— MATERIAL PROVIDED —
━━━━━━━━━━━━━━━━

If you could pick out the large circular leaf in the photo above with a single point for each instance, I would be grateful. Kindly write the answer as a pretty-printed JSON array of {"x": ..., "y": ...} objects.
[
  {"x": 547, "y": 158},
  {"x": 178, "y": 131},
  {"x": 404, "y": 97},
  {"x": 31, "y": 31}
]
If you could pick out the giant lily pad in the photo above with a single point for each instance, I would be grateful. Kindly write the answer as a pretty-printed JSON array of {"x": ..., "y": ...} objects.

━━━━━━━━━━━━━━━━

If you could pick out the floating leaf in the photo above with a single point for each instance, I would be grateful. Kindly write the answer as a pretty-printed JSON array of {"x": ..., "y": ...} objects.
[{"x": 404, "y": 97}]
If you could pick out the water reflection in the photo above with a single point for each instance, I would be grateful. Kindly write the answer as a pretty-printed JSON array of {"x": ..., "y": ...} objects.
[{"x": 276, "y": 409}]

━━━━━━━━━━━━━━━━

— TASK GOAL —
From the rows above, keep only the lines that contain the word "objects", treating uppercase and lowercase as different.

— TASK RESPONSE —
If you could pick out the large circular leaf in the photo above with a single point for each instance, I would be grateful. Kindly write the answer as a pretty-printed JSON array of {"x": ..., "y": ...} objects.
If you could pick out the giant lily pad in the photo above with a single point for each instance, I would be grateful. Kindly write the answer as a pretty-printed JSON array of {"x": ..., "y": ...} objects.
If you could pick out the floating leaf in the photo above with a single point for each instance, I would be grateful. Kindly write the answer as a pretty-printed JSON array of {"x": ..., "y": ...} objects.
If you could pick out the water reflection in the photo above with a single point for each instance, I would be grateful. Kindly write the answer as a pretty-printed JSON array of {"x": ..., "y": ...} objects.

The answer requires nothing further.